Kutipan Terpilih =>
'''

Dari hasil tersebut di atas, hasilnya cukup mengejutkan, meskipun sampel yang
diambil kurang memadai dalam jumlahnya untuk menentukan suatu hasil surveillance,
namun ini bisa menjadi bayangan bahwa Streptococcus agalactiae, Staphylococcus aureus
maupun jenis bakteri lainnya telah menyebar luas di hampir seluruh peternakan yang
diperiksa. Mungkin ini bisa menjadi gambaran bahwa mastitis klinis maupun mastitis
subklinis telah menjadi masalah bagi peternak kecil maupun menengah di Indonesia,
meskipun akibatnya tidak dirasakan secara langsung oleh peternak diakibatkan ketidak
tahuan ataupun ketidak pedulian peternak terhadap hal ini, padahal dampak secara
ekonomis dari hal ini bisa sangat merugikan bagi peternak akibat dari berkurangnya
produksi susu serta menurunnya kualitas dari susu yang dihasilkan peternak sehingga
berdampak pada susu ditolak oleh konsumen karena rusak maupun harga susu menjadi
rendah karena jeleknya kualitas susu.
Menurut Kirk dalam Anri (tahun 2008), tingginya angka infeksi (prevalensi) dari
Strep. agalactiae dan Staph. aureus serta jenis bakteri lainnya dalam susu menunjukkan
bahwa peternak belum menerapkan sistem manajemen pemerahan serta kesehatan
pemerahan (Milking Hygiene) yang baik dan benar. Tidak diterapkannya manajemen dan
kesehatan pemerahan yang baik dan benar tidak hanya ditemui pada peternak skala kecil
saja, bahkan di beberapa peternakan yang semi modern (menggunakan mesin perah) juga
masih ditemukan, hal ini penulis dapati pada saat proses pengambilan sampel, dimana
masih banyak peternak yang tidak melakukan sterilisasi peralatan pemerahan sebelum
pemerahan diumulai, tidak menggunakan desinfektan dan air hangat untuk membersihkan
ambing dan putting pada saat sebelum pemerahan, menggunakan satu lap ambing untuk
beberapa ekor sapi, memerah masih menggunakan pelicin (vaseline) yang kotor dan tidak
disimpan sebagaimana mestinya, ambing masih dalam keadaan basah saat pemerahan
dimulai, memerah tidak sampai tuntas, dan yang paling fatal dan hampir semua peternak
tidak melakukan karena alasan biaya adalah melakukan desinfeksi putting secepatnya
setelah pemerahan (melakukan teat dipping) menggunakan desinfektan yang efektif
seperti larutan yodium 0.5 - 1%, ada juga yang menerapkan program celup putting tapi
menggunakan desinfektan yang kurang efektif seperti Benzalkonium Chloride (BKC)

'''

Petunjuk Tugas => Ubah paragraf kutipan di atas yang diawali "Dari hasil tersebut di atas" menjadi daftar poin yang lebih ringkas dengan tetap mempertahankan fakta utamanya. Materi berikut merupakan bahan terpisah dari kutipan di atas.

Informasi Sumber =>
'''

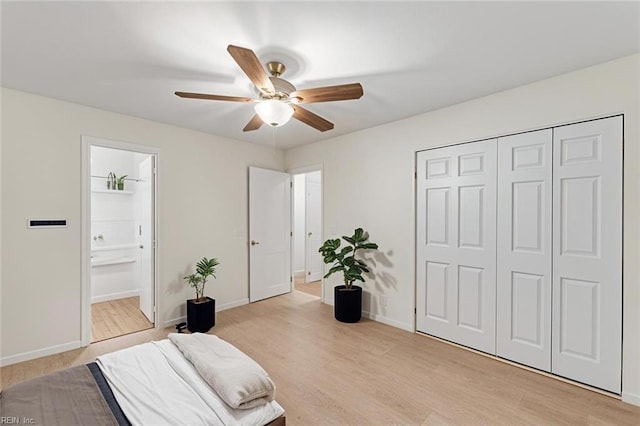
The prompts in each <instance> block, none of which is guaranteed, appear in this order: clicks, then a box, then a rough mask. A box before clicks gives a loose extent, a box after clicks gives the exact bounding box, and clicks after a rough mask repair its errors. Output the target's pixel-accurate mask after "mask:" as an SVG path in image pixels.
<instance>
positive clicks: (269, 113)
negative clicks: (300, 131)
mask: <svg viewBox="0 0 640 426" xmlns="http://www.w3.org/2000/svg"><path fill="white" fill-rule="evenodd" d="M227 51H228V52H229V53H230V54H231V56H232V57H233V59H234V60H235V61H236V62H237V63H238V65H239V66H240V68H241V69H242V71H244V73H245V74H246V75H247V77H249V80H251V82H252V83H253V84H254V85H255V86H256V88H257V89H258V92H259V98H258V99H253V98H246V97H239V96H224V95H209V94H205V93H191V92H175V94H176V95H177V96H179V97H181V98H193V99H208V100H214V101H231V102H254V103H256V105H255V111H256V114H255V115H254V116H253V118H252V119H251V120H249V122H248V123H247V125H246V126H245V127H244V129H242V131H244V132H248V131H251V130H257V129H259V128H260V126H262V124H263V123H266V124H268V125H269V126H272V127H279V126H282V125H283V124H285V123H286V122H287V121H289V119H290V118H291V117H292V116H293V118H295V119H297V120H299V121H302V122H303V123H305V124H307V125H309V126H311V127H313V128H314V129H317V130H320V131H321V132H325V131H327V130H331V129H333V123H331V122H330V121H328V120H325V119H324V118H322V117H320V116H319V115H317V114H314V113H313V112H311V111H309V110H308V109H306V108H303V107H301V106H300V104H309V103H314V102H331V101H344V100H349V99H358V98H360V97H361V96H362V94H363V91H362V85H360V83H351V84H342V85H337V86H325V87H316V88H312V89H302V90H297V89H296V88H295V86H294V85H293V84H291V83H289V82H288V81H287V80H284V79H282V78H280V76H281V75H282V73H283V72H284V71H285V66H284V64H282V63H280V62H268V63H267V64H266V66H267V70H268V71H269V74H271V76H268V75H267V73H266V72H265V70H264V68H263V67H262V64H261V63H260V61H259V60H258V57H257V56H256V54H255V53H254V52H253V50H251V49H247V48H244V47H239V46H233V45H229V46H228V47H227Z"/></svg>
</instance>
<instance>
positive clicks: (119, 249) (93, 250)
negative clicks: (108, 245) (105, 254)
mask: <svg viewBox="0 0 640 426" xmlns="http://www.w3.org/2000/svg"><path fill="white" fill-rule="evenodd" d="M135 247H138V244H136V243H128V244H113V245H110V246H95V247H91V251H109V250H120V249H125V248H135Z"/></svg>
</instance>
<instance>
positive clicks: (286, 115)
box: [255, 99, 293, 127]
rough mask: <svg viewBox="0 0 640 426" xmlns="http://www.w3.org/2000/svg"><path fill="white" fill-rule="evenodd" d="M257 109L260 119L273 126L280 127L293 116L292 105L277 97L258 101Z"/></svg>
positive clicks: (286, 121) (256, 107)
mask: <svg viewBox="0 0 640 426" xmlns="http://www.w3.org/2000/svg"><path fill="white" fill-rule="evenodd" d="M255 110H256V114H258V116H259V117H260V119H261V120H262V121H263V122H264V123H265V124H268V125H269V126H271V127H280V126H282V125H284V124H286V123H287V122H288V121H289V119H291V116H293V108H292V107H291V105H288V104H285V103H284V102H282V101H279V100H276V99H269V100H267V101H262V102H259V103H257V104H256V106H255Z"/></svg>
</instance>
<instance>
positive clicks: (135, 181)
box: [83, 138, 157, 346]
mask: <svg viewBox="0 0 640 426" xmlns="http://www.w3.org/2000/svg"><path fill="white" fill-rule="evenodd" d="M83 139H84V138H83ZM84 149H85V150H86V151H87V152H86V155H85V160H86V161H87V163H88V164H87V165H86V166H87V167H86V173H85V180H86V182H85V186H86V188H85V189H86V191H85V210H86V212H85V213H84V214H83V231H84V234H85V235H84V238H83V242H85V244H84V245H83V257H84V258H85V260H86V262H83V263H84V264H85V271H84V274H83V277H84V278H85V281H86V282H85V283H83V290H84V293H85V294H84V297H83V313H84V315H83V345H84V346H86V345H88V344H89V343H95V342H98V341H102V340H106V339H110V338H113V337H117V336H122V335H125V334H130V333H135V332H138V331H142V330H146V329H149V328H153V327H154V325H155V324H156V323H157V319H156V248H155V242H156V241H155V240H156V239H155V235H156V230H155V226H156V225H155V223H156V212H155V198H156V179H155V170H156V166H155V164H156V160H157V154H156V153H153V152H145V151H146V150H145V151H139V150H136V149H134V148H132V147H130V146H127V147H126V148H123V144H120V143H115V142H114V143H109V141H100V140H94V139H90V140H89V141H88V143H86V146H85V147H84ZM86 240H88V241H86Z"/></svg>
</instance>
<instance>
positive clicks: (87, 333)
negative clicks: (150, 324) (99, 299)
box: [80, 135, 160, 347]
mask: <svg viewBox="0 0 640 426" xmlns="http://www.w3.org/2000/svg"><path fill="white" fill-rule="evenodd" d="M81 138H82V142H81V153H82V160H81V165H82V166H81V173H82V176H81V188H82V196H81V215H80V218H81V219H80V220H81V230H80V240H81V249H80V252H81V262H80V263H81V267H80V271H81V286H80V298H81V299H80V342H81V346H82V347H86V346H89V345H90V344H91V147H92V146H96V147H103V148H111V149H119V150H122V151H132V152H137V153H141V154H149V155H151V156H153V157H155V169H156V173H155V182H154V188H153V189H152V191H153V195H154V197H153V203H152V207H153V220H154V224H153V227H154V237H155V246H154V247H153V252H152V257H153V263H154V266H153V268H154V274H153V288H154V290H153V292H154V295H153V297H154V304H155V310H154V315H153V316H154V318H153V319H154V321H153V324H154V328H160V321H159V312H160V295H159V293H160V292H159V291H158V275H159V267H158V249H159V247H160V238H159V235H158V221H159V214H158V205H159V202H158V192H159V191H158V187H159V182H160V150H159V149H158V148H156V147H150V146H145V145H137V144H132V143H128V142H121V141H114V140H109V139H102V138H97V137H93V136H88V135H82V136H81Z"/></svg>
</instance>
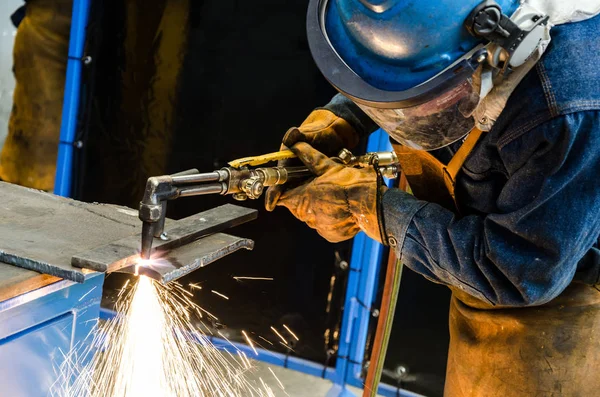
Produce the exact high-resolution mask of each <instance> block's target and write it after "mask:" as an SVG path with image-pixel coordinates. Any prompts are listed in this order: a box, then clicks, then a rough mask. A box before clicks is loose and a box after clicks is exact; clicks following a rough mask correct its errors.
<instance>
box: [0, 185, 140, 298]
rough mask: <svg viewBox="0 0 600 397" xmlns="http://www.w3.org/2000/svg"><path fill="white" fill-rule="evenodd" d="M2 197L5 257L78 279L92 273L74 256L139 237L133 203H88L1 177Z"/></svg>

'''

Hasil Tugas =>
- Hasilnya cukup mengejutkan, meskipun jumlah sampel kurang memadai untuk menentukan hasil surveillance.
- Hasil ini memberi gambaran bahwa Streptococcus agalactiae, Staphylococcus aureus, dan bakteri lain telah menyebar luas di hampir seluruh peternakan yang diperiksa.
- Mastitis klinis dan subklinis mungkin telah menjadi masalah bagi peternak kecil dan menengah di Indonesia.
- Peternak tidak merasakan akibatnya secara langsung karena tidak tahu atau tidak peduli.
- Dampak ekonominya bisa sangat merugikan peternak karena produksi susu berkurang dan kualitasnya menurun.
- Akibatnya, susu ditolak konsumen karena rusak, atau harganya rendah karena kualitasnya jelek.